## EXERCISE BRIEF
Reproduce nothing but the closing run of lines: the line with "Please tag the rear window" and each line that follows it to the end of the data.

*** Begin section ***

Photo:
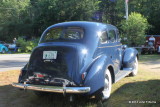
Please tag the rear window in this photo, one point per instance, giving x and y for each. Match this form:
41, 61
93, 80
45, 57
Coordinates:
63, 34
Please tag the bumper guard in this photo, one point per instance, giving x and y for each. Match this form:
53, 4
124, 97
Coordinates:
73, 90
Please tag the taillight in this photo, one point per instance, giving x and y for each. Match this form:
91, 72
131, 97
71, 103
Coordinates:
84, 75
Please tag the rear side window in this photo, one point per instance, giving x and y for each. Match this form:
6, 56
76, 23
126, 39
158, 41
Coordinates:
112, 36
103, 37
63, 34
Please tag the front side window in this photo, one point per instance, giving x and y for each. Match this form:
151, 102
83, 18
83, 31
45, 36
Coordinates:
103, 37
62, 34
112, 36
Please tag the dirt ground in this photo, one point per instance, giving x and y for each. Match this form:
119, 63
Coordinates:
10, 97
153, 65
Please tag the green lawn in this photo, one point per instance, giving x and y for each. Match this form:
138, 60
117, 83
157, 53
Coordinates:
140, 91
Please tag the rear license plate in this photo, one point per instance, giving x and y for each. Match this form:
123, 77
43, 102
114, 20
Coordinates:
49, 54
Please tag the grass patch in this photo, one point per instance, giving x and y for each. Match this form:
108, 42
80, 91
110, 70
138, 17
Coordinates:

*** End section ***

## TASK OUTPUT
Please tag the rear window in this photo, one point per instance, giving x and y for each. Match this form:
41, 61
93, 80
45, 57
Coordinates:
63, 34
Please tag the bumper guard in this photo, one point per instance, giving x and y for each. Match this form:
53, 4
124, 97
Coordinates:
73, 90
Please tag the taillight in this photo, one point per instance, giving x and y for each. Match this form:
91, 72
131, 97
71, 103
Coordinates:
84, 75
Please tag the rear side window in this photo, one point per instance, giving x and y for each. Match this form:
6, 56
76, 23
126, 39
158, 41
Coordinates:
112, 36
103, 37
63, 34
Please tag the front side window in this photo, one point per instance, giving x and y for each. Match this form:
151, 102
83, 18
83, 31
45, 36
Coordinates:
103, 37
62, 34
112, 36
Please tag the dirt ground in this photo, one point per instance, giving x and y for each. Match this form:
119, 63
Coordinates:
10, 97
153, 65
Please tag the green lawn in this photo, one point per instance, giving x and y for each. Match this form:
138, 60
117, 83
157, 53
Coordinates:
140, 91
Please tag the rear license plate in this photo, one point per instance, giving x and y for each. Match this form:
123, 77
43, 102
114, 20
Coordinates:
49, 54
Please tag the grass patch in this photo, one point per instance, giving x and y for each. Match this form:
108, 42
80, 91
110, 70
138, 17
Coordinates:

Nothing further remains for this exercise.